(ПОКАЗАННЫЙ ТЕКСТ):

★ ★ ★ ★ ★

На плавучем рынке Бангкока каждый из продавцов сидит в маленькой неподвижной пиро́ге; он продает всякую мелочь: зерно, несколько яиц, бананы, кокосы, манго, пряности (не говоря о прочем Неименуемом). Тут всё крошечное – он сам, его лодка и его товар. Западные продукты, переизбыточные, раздутые от своего достоинства и величия, связанные всегда с неким престижным предприятием, неизбежно приводят нас к чему-то тучному, большому, излишнему и обильному; восточные же продукты идут в противоположном направлении – они устремляются в сторону ничтожно малого: огурцу предстоит не нагромождаться или измельчаться, но быть разделенным или сдержанно раздробленным, подобно тому, как об этом говорит следующее хайку [10]:
Разрезан огурец.
Рисуя лапки паука,
Его стекает сок [11].

★ ★ ★ ★ ★

Записи набора данных:
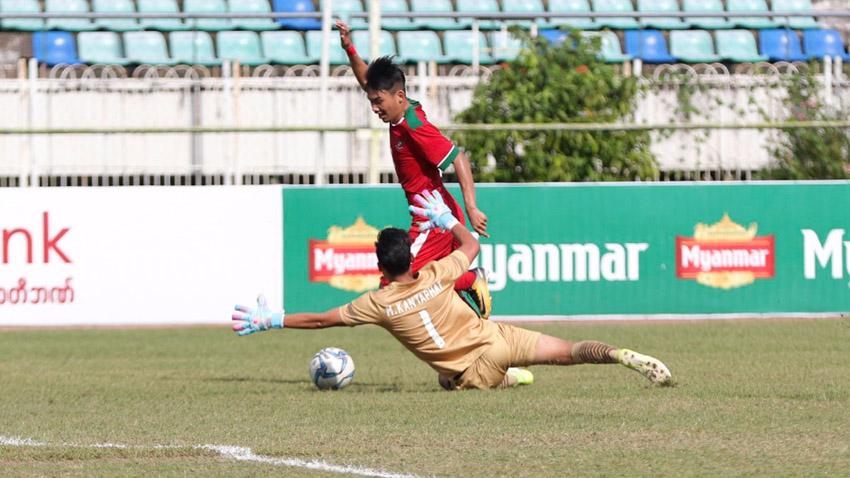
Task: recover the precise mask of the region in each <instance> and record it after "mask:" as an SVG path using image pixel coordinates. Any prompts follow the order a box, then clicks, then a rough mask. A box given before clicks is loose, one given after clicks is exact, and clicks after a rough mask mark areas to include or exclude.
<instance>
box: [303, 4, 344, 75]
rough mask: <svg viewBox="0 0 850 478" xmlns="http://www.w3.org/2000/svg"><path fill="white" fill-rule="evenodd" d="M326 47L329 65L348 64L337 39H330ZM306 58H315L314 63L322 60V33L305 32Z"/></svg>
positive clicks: (338, 40) (315, 31) (340, 64)
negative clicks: (330, 40)
mask: <svg viewBox="0 0 850 478" xmlns="http://www.w3.org/2000/svg"><path fill="white" fill-rule="evenodd" d="M334 4H336V1H334ZM328 47H329V48H328V61H329V62H330V64H331V65H347V64H348V55H347V54H346V53H345V51H344V50H343V49H342V47H341V46H339V39H338V38H333V37H331V42H330V45H328ZM307 56H309V57H311V58H317V60H316V61H319V59H321V58H322V32H320V31H315V30H312V31H309V32H307Z"/></svg>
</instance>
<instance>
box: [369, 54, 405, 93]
mask: <svg viewBox="0 0 850 478" xmlns="http://www.w3.org/2000/svg"><path fill="white" fill-rule="evenodd" d="M405 83H406V81H405V79H404V71H402V69H401V67H400V66H398V65H397V64H396V63H395V62H394V61H393V57H392V56H382V57H380V58H377V59H376V60H374V61H373V62H372V63H369V69H368V70H366V86H367V87H369V88H372V89H373V90H384V91H391V92H392V91H398V90H402V91H406V90H405Z"/></svg>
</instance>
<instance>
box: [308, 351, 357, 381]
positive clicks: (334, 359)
mask: <svg viewBox="0 0 850 478" xmlns="http://www.w3.org/2000/svg"><path fill="white" fill-rule="evenodd" d="M310 378H312V379H313V383H314V384H316V386H317V387H319V389H320V390H339V389H340V388H345V387H346V386H347V385H348V384H349V383H351V380H352V379H353V378H354V359H352V358H351V355H348V352H346V351H345V350H342V349H338V348H336V347H326V348H323V349H322V350H319V351H318V352H316V355H313V359H312V360H310Z"/></svg>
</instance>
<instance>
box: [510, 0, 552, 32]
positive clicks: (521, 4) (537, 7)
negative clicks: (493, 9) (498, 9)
mask: <svg viewBox="0 0 850 478" xmlns="http://www.w3.org/2000/svg"><path fill="white" fill-rule="evenodd" d="M502 7H503V8H504V11H505V13H543V12H545V11H546V10H544V9H543V3H542V2H541V0H502ZM534 22H536V23H537V24H538V26H541V27H543V28H547V27H549V22H547V21H546V19H545V18H538V19H535V20H508V21H507V22H506V23H507V24H508V25H519V26H521V27H523V28H531V24H532V23H534Z"/></svg>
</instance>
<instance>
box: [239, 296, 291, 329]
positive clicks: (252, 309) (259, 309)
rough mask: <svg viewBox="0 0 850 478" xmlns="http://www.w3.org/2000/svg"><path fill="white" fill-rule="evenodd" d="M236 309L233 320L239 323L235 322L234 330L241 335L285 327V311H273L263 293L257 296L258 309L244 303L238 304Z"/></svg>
mask: <svg viewBox="0 0 850 478" xmlns="http://www.w3.org/2000/svg"><path fill="white" fill-rule="evenodd" d="M235 309H236V313H234V314H233V320H235V321H237V323H235V324H233V331H234V332H236V333H237V334H239V336H240V337H244V336H246V335H251V334H253V333H254V332H262V331H264V330H269V329H282V328H283V319H284V313H283V311H280V312H275V313H273V312H272V311H271V309H269V305H268V303H267V302H266V298H265V296H263V295H260V296H259V297H257V308H256V309H251V308H250V307H245V306H244V305H237V306H236V307H235Z"/></svg>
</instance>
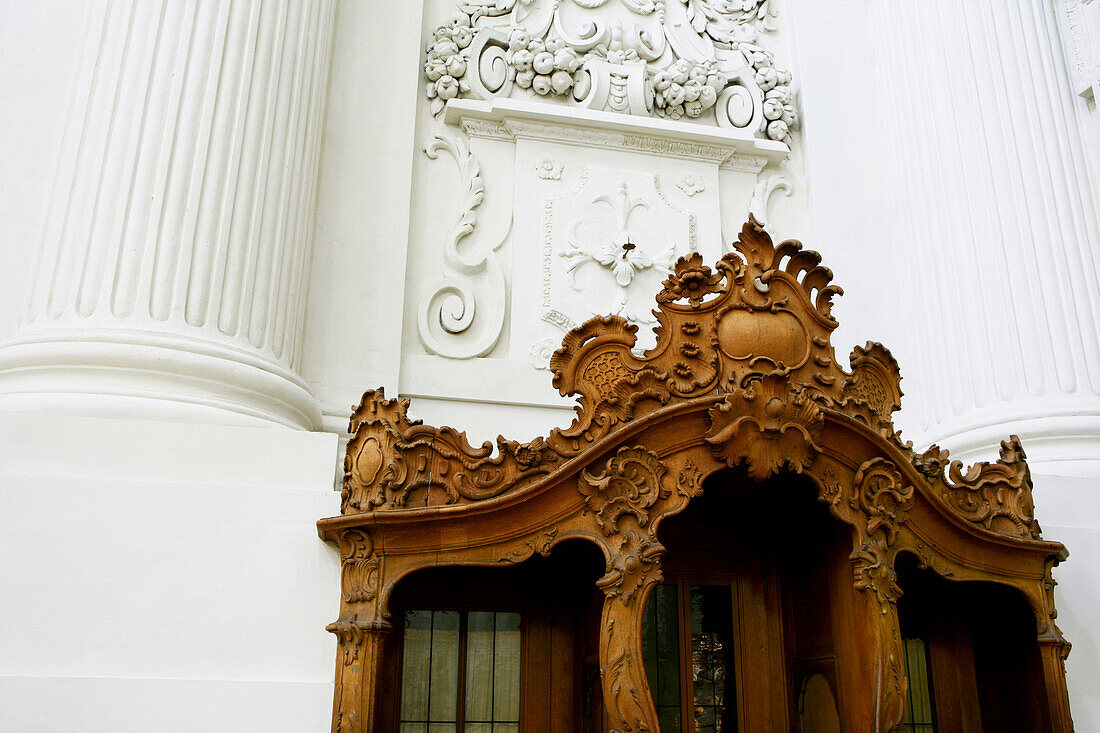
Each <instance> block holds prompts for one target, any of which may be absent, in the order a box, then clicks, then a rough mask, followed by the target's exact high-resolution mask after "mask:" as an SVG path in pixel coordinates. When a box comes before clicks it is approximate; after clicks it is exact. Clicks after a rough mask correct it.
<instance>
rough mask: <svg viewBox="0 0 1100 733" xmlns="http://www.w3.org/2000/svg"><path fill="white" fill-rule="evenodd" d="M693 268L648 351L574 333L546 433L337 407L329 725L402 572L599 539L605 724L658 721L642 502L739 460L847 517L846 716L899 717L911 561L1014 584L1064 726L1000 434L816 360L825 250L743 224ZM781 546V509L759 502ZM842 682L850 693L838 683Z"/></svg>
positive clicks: (843, 515) (656, 543)
mask: <svg viewBox="0 0 1100 733" xmlns="http://www.w3.org/2000/svg"><path fill="white" fill-rule="evenodd" d="M735 250H736V252H734V253H730V254H727V255H726V256H724V258H723V259H722V260H720V261H719V262H718V263H717V267H716V270H714V271H712V270H711V269H709V267H708V266H705V265H704V264H703V263H702V259H701V256H700V255H698V254H693V255H690V256H687V258H684V259H681V260H680V261H679V262H678V263H676V264H675V267H674V271H673V272H672V273H671V274H670V275H669V277H668V280H667V281H665V282H664V286H663V289H662V291H661V292H660V293H659V294H658V295H657V305H658V310H657V311H656V315H657V317H658V320H659V326H658V328H657V344H656V347H654V348H652V349H650V350H648V351H646V352H645V353H642V354H641V355H637V354H636V353H635V352H634V347H635V333H636V330H637V329H636V327H635V326H631V325H629V324H628V322H627V321H625V320H624V319H623V318H619V317H598V318H593V319H591V320H588V321H587V322H585V324H584V325H583V326H581V327H579V328H576V329H574V330H573V331H571V332H570V333H569V335H568V336H566V337H565V338H564V341H563V343H562V347H561V349H559V350H558V351H557V352H555V353H554V355H553V358H552V360H551V370H552V373H553V384H554V386H555V387H558V390H559V391H560V392H561V393H562V394H563V395H575V396H576V400H577V405H576V417H575V419H574V420H573V423H572V425H571V426H570V427H568V428H565V429H555V430H552V431H551V433H550V435H549V436H547V437H544V438H537V439H535V440H532V441H530V442H525V444H519V442H516V441H511V440H505V439H503V438H499V439H498V440H497V444H496V446H493V445H492V444H488V442H486V444H485V445H483V446H482V447H480V448H478V447H472V446H470V445H469V444H467V441H466V439H465V435H464V434H463V433H459V431H456V430H454V429H453V428H450V427H442V428H433V427H429V426H426V425H421V424H420V423H419V422H414V420H409V419H408V417H407V414H406V409H407V406H408V403H407V401H404V400H396V401H395V400H385V398H384V395H383V394H382V391H381V390H379V391H370V392H367V393H366V394H365V395H364V396H363V401H362V403H361V404H360V405H359V407H357V408H356V409H355V412H354V414H353V415H352V418H351V426H350V431H351V435H352V437H351V441H350V442H349V445H348V452H346V457H345V461H344V469H345V470H344V486H343V493H342V506H341V515H340V516H337V517H330V518H326V519H321V521H320V522H319V523H318V526H319V532H320V535H321V537H323V538H324V539H328V540H332V541H335V543H338V544H339V546H340V550H341V555H342V602H341V613H340V619H339V621H337V622H335V623H333V624H331V625H330V626H329V631H331V632H333V633H334V634H335V635H337V637H338V639H339V648H340V653H339V655H338V661H337V677H335V681H337V686H335V702H334V710H333V730H334V731H335V730H339V731H374V730H379V727H378V724H377V723H376V721H375V719H374V710H375V707H376V703H377V701H378V699H379V696H386V694H394V692H395V691H394V690H387V689H383V686H384V685H385V681H384V679H383V669H382V661H381V659H382V656H383V645H384V643H385V638H386V633H387V632H388V631H389V630H390V628H392V625H393V623H394V621H393V620H392V619H390V608H389V603H390V599H392V595H393V592H394V589H395V586H396V584H397V582H398V580H400V579H401V578H404V577H406V576H408V575H409V573H412V572H414V571H416V570H420V569H426V568H432V567H440V566H502V565H503V566H510V565H515V564H520V562H522V561H525V560H527V559H529V558H531V557H532V556H535V555H548V554H550V551H551V548H553V547H554V546H555V545H558V544H560V543H563V541H565V540H570V539H581V540H584V541H587V543H592V544H594V545H596V546H597V547H598V548H599V549H601V550H602V553H603V556H604V558H605V562H606V567H605V573H604V576H603V577H602V578H601V579H599V580H598V582H597V586H598V588H599V589H601V590H602V592H603V595H604V601H603V611H602V619H601V624H599V641H598V656H599V676H601V683H602V690H603V711H604V715H605V720H606V725H607V730H609V731H624V732H625V731H657V730H659V724H658V718H657V712H656V708H654V703H653V700H652V697H651V692H650V690H649V686H648V683H647V679H646V671H645V669H643V667H642V653H641V641H640V636H641V624H642V612H643V609H645V604H646V600H647V598H648V597H649V595H650V594H651V591H652V590H653V588H654V586H656V584H657V583H659V582H660V580H661V572H662V567H661V564H662V554H663V551H664V548H663V547H662V546H661V544H660V541H659V539H658V527H659V525H660V524H661V522H662V519H664V518H667V517H669V516H671V515H674V514H676V513H680V512H681V511H683V510H684V508H685V507H686V506H687V505H689V503H690V502H692V501H693V500H694V499H695V497H697V496H700V495H701V494H702V488H703V483H704V479H706V478H707V477H708V475H711V474H713V473H715V472H718V471H722V470H725V469H728V468H738V469H739V470H742V471H745V472H747V474H748V475H749V477H750V478H752V479H755V480H761V481H762V480H767V479H769V478H771V477H775V475H777V474H780V473H789V472H793V473H798V474H801V475H802V477H804V479H806V480H809V481H810V482H811V483H812V485H813V486H814V488H815V489H816V493H817V499H818V500H820V501H821V502H823V503H824V504H825V505H826V506H827V508H828V511H829V512H831V514H832V515H833V516H834V517H836V519H838V521H839V522H840V523H843V524H844V525H845V526H846V527H848V528H849V530H850V537H851V547H850V556H849V559H850V572H851V576H850V578H851V581H850V583H847V592H848V593H849V594H850V598H848V599H847V600H846V601H845V604H846V605H845V606H844V608H845V609H846V611H845V614H844V617H843V621H842V625H843V626H844V627H843V628H842V630H840V632H843V636H844V637H845V638H846V639H847V642H845V643H846V645H847V646H845V648H844V650H843V655H842V656H843V660H842V661H843V664H842V665H840V671H839V683H840V686H842V687H843V688H846V689H847V690H848V692H847V693H846V694H842V696H840V697H839V710H838V716H839V721H840V725H842V729H843V730H848V731H888V730H893V729H897V727H898V726H899V725H900V724H901V721H902V715H903V711H904V699H905V691H906V685H908V678H906V671H905V668H904V665H903V661H902V660H903V649H902V639H901V633H900V626H899V615H898V601H899V599H900V597H901V588H900V587H899V582H898V573H897V569H895V564H897V561H898V559H899V557H900V556H903V555H908V556H909V557H910V558H911V560H912V561H913V562H915V564H916V565H917V566H919V567H921V568H925V569H927V570H928V571H931V572H933V573H935V575H936V576H938V577H941V578H944V579H947V580H950V581H988V582H990V583H996V584H998V586H1002V587H1007V588H1009V589H1014V591H1015V592H1018V594H1019V595H1020V597H1021V598H1023V599H1025V600H1026V604H1027V606H1029V608H1030V609H1031V612H1032V613H1033V614H1034V620H1035V630H1036V635H1037V646H1038V649H1040V656H1041V666H1042V670H1041V679H1042V685H1043V686H1044V687H1045V691H1044V693H1045V702H1044V707H1043V709H1044V711H1046V714H1048V721H1049V730H1053V731H1068V730H1071V723H1070V719H1069V710H1068V698H1067V693H1066V685H1065V667H1064V660H1065V657H1066V656H1067V655H1068V650H1069V645H1068V644H1067V643H1066V642H1065V641H1064V639H1063V637H1062V634H1060V632H1059V631H1058V628H1057V626H1056V625H1055V623H1054V619H1055V615H1056V612H1055V608H1054V592H1053V591H1054V581H1053V579H1052V575H1051V570H1052V567H1053V566H1055V565H1057V564H1058V562H1059V561H1062V560H1064V559H1065V558H1066V557H1067V553H1066V549H1065V547H1063V546H1062V545H1060V544H1058V543H1052V541H1046V540H1043V539H1042V538H1041V535H1040V527H1038V524H1037V523H1036V522H1035V518H1034V510H1033V504H1032V482H1031V475H1030V473H1029V469H1027V463H1026V461H1025V456H1024V451H1023V448H1022V447H1021V445H1020V441H1019V439H1018V438H1016V437H1014V436H1013V437H1011V438H1010V439H1009V440H1007V441H1004V442H1002V444H1001V457H1000V460H998V461H997V462H994V463H986V462H981V463H977V464H976V466H972V467H970V468H969V470H966V471H964V470H963V467H961V464H960V463H959V462H958V461H949V460H948V456H947V451H945V450H941V449H939V448H938V447H935V446H933V447H932V448H930V449H928V450H927V451H925V452H923V453H919V452H915V451H914V450H913V448H912V444H908V442H903V441H902V439H901V437H900V434H899V433H897V431H895V430H894V428H893V425H892V422H891V414H892V413H893V412H895V411H897V409H898V408H899V407H900V404H901V403H900V401H901V396H902V393H901V390H900V381H901V375H900V372H899V369H898V364H897V362H895V361H894V359H893V357H891V354H890V352H889V351H888V350H887V349H886V348H884V347H882V346H881V344H879V343H873V342H870V343H867V344H866V346H865V347H857V348H856V349H855V350H854V351H853V352H851V355H850V360H849V363H850V371H846V370H845V369H843V368H842V366H840V365H839V364H838V363H837V361H836V359H835V355H834V352H833V347H832V344H831V340H829V339H831V335H832V332H833V330H834V329H835V328H836V327H837V321H836V320H835V319H834V318H833V316H832V315H831V313H829V310H831V299H832V297H833V296H834V295H838V294H840V293H842V291H840V288H839V287H837V286H835V285H833V284H831V281H832V273H831V272H829V271H828V270H827V269H826V267H824V266H821V265H820V262H821V256H820V255H818V254H817V253H815V252H812V251H807V250H803V249H802V245H801V244H800V243H799V242H795V241H785V242H782V243H780V244H778V245H777V244H773V243H772V241H771V239H770V238H769V236H768V234H767V233H766V232H764V231H763V228H762V227H761V226H760V225H759V223H757V222H756V221H755V220H751V219H750V221H749V222H748V223H747V225H746V226H745V227H744V229H742V230H741V233H740V237H739V240H738V241H737V242H736V243H735ZM759 521H760V522H761V523H767V524H768V525H769V526H770V527H771V528H772V532H773V533H774V535H775V536H777V538H778V540H779V541H783V534H784V516H783V515H782V513H781V512H780V513H778V514H773V515H770V516H761V517H759ZM854 691H856V692H854Z"/></svg>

★ ★ ★ ★ ★

(ЗАДАНИЕ 1):
Пожалуйста, определите, согласуются ли с текстом о плавучем рынке утверждения (a) «Продавцы на рынке сидят в больших лодках», (b) «Среди товаров продавца есть кокосы» и (c) «Восточные продукты устремляются в сторону ничтожно малого». Для каждого ответьте «да» или «нет» и приведите точную цитату, на которой основан ответ.
(ЗАДАНИЕ 2):
Что, согласно тексту о плавучем рынке, неизбежно приводит нас к чему-то тучному, большому, излишнему и обильному?
(ЗАДАНИЕ 3):
Перепишите из текста о плавучем рынке отрывок от «На плавучем рынке» до «стекает сок [11].».
Приведённый список для работы не понадобится.

(ПОЛЕ ОТВЕТА 1):
(a) Нет: «сидит в маленькой неподвижной пиро́ге».
(b) Да: «бананы, кокосы, манго».
(c) Да: «они устремляются в сторону ничтожно малого».

(ПОЛЕ ОТВЕТА 2):
Западные продукты.

(ПОЛЕ ОТВЕТА 3):
На плавучем рынке Бангкока каждый из продавцов сидит в маленькой неподвижной пиро́ге; он продает всякую мелочь: зерно, несколько яиц, бананы, кокосы, манго, пряности (не говоря о прочем Неименуемом). Тут всё крошечное – он сам, его лодка и его товар. Западные продукты, переизбыточные, раздутые от своего достоинства и величия, связанные всегда с неким престижным предприятием, неизбежно приводят нас к чему-то тучному, большому, излишнему и обильному; восточные же продукты идут в противоположном направлении – они устремляются в сторону ничтожно малого: огурцу предстоит не нагромождаться или измельчаться, но быть разделенным или сдержанно раздробленным, подобно тому, как об этом говорит следующее хайку [10]:
Разрезан огурец.
Рисуя лапки паука,
Его стекает сок [11].